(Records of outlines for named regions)
=-=-=-=-=

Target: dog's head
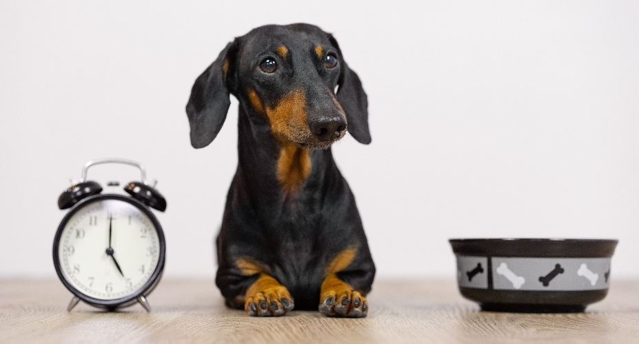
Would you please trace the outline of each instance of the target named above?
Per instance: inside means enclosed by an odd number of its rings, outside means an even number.
[[[325,148],[347,130],[361,143],[371,141],[361,82],[337,41],[316,26],[262,26],[230,43],[191,91],[186,111],[194,147],[217,136],[229,94],[281,141]]]

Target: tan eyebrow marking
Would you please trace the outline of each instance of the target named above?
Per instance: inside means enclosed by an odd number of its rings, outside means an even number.
[[[321,45],[317,45],[315,47],[315,54],[321,60],[322,57],[324,56],[324,48]]]
[[[277,47],[276,51],[277,51],[277,53],[284,58],[286,58],[286,55],[288,54],[288,48],[284,45],[280,45],[279,47]]]

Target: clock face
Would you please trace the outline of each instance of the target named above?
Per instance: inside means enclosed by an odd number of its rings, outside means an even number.
[[[136,297],[163,267],[161,229],[137,203],[116,195],[94,196],[72,210],[58,229],[59,275],[95,303]]]

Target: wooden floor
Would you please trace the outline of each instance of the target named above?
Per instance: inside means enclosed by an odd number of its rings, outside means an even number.
[[[639,281],[615,281],[585,313],[479,312],[452,281],[379,281],[363,319],[296,312],[251,318],[225,308],[212,281],[163,280],[120,312],[81,303],[57,280],[0,281],[0,343],[639,343]]]

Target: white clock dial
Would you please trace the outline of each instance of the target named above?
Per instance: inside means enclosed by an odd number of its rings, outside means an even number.
[[[105,199],[85,205],[64,226],[60,270],[75,289],[99,300],[139,294],[160,259],[153,222],[133,204]]]

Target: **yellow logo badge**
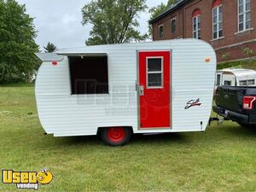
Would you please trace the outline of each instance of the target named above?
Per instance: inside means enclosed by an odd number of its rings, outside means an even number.
[[[53,179],[53,174],[44,170],[42,172],[15,172],[3,170],[2,181],[4,184],[16,184],[17,189],[38,189],[38,183],[49,184]]]

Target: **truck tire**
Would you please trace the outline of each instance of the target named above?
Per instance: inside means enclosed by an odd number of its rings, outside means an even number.
[[[248,129],[255,129],[256,128],[256,125],[253,125],[253,124],[239,123],[239,125],[244,128],[248,128]]]
[[[105,144],[123,146],[130,141],[132,131],[129,127],[108,127],[102,128],[100,134]]]

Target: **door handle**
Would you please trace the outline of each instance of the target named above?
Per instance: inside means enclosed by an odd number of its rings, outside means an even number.
[[[143,86],[143,85],[139,86],[139,95],[144,96],[144,86]]]

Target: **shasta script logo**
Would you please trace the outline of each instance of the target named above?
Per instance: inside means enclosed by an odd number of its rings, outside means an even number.
[[[195,106],[201,106],[201,102],[200,102],[200,98],[196,99],[196,100],[190,100],[189,102],[187,102],[187,105],[185,107],[185,109],[189,109],[192,107],[195,107]]]

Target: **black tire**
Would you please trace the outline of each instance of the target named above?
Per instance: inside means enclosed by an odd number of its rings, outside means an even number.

=-=-=-=-=

- TASK
Copy all of the records above line for line, without any changes, and leave the pictures out of the copy.

- COMPLETE OUTPUT
Target: dog's head
Would you please trace the outline of each instance of the target named above?
Per instance: inside means enclosed by an odd number of its rings, outside means an even number.
[[[325,148],[347,130],[361,143],[371,141],[361,82],[337,41],[316,26],[262,26],[230,43],[191,91],[186,111],[194,147],[217,136],[229,94],[281,141]]]

Target: tan eyebrow marking
Would you please trace the outline of each instance of the target named above?
Per instance: inside means enclosed by an odd number of its rings, outside means an even number.
[[[321,45],[317,45],[315,47],[315,54],[321,60],[322,57],[324,56],[324,48]]]
[[[277,47],[276,51],[277,51],[277,53],[284,58],[286,58],[286,55],[288,54],[288,48],[284,45],[280,45],[279,47]]]

Target: clock face
Would you please trace the outline of each instance of the target named above?
Per instance: inside means enclosed by an odd number of its rings, outside means an even number.
[[[136,297],[163,267],[161,229],[137,203],[116,195],[94,196],[72,210],[58,229],[59,275],[95,303]]]

Target: wooden floor
Would you please trace the outline of each instance of the target named above?
Per instance: inside means enclosed by an odd number of its rings, outside means an even number.
[[[639,281],[615,281],[585,313],[479,312],[452,281],[379,281],[363,319],[296,312],[251,318],[225,308],[212,281],[163,280],[120,312],[81,303],[57,280],[0,281],[0,343],[639,343]]]

Target: white clock dial
Would you please trace the outline of each instance of the target named above?
Per instance: inside means enclosed by an odd number of its rings, outside means an even number.
[[[105,199],[85,205],[64,226],[60,270],[75,289],[99,300],[139,294],[160,259],[153,222],[133,204]]]

Target: **yellow logo badge**
Would you please trace the outline of each instance of the target named above?
Per instance: inside means enclosed by an odd number of its rings, outside means an even number.
[[[53,179],[53,174],[44,170],[42,172],[15,172],[3,170],[2,181],[4,184],[16,184],[17,189],[38,189],[38,183],[49,184]]]

Target: **truck tire**
Would you please trace the outline of each instance of the target named above?
Per instance: inside means enclosed by an odd number of its rings, outside means an even number.
[[[248,129],[255,129],[256,128],[256,125],[253,125],[253,124],[239,123],[239,125],[244,128],[248,128]]]
[[[105,144],[123,146],[130,141],[132,131],[129,127],[108,127],[102,128],[100,134]]]

Target: **door handle**
Would you please trace the outline of each instance of the target named above?
Per instance: inside means enclosed by an odd number of its rings, outside means an even number.
[[[143,86],[143,85],[139,86],[139,95],[144,96],[144,86]]]

Target: **shasta script logo**
Would you please trace the outline of each instance of the target named above?
Per instance: inside means enclosed by an odd number of its rings, outside means an even number.
[[[195,106],[201,106],[201,102],[200,102],[200,98],[196,99],[196,100],[190,100],[189,102],[187,102],[187,105],[185,107],[185,109],[189,109],[192,107],[195,107]]]

Target: **black tire**
Would you please trace the outline of each instance of the target named above?
Per instance: inside means enclosed by an odd number of its rings, outside means an even number.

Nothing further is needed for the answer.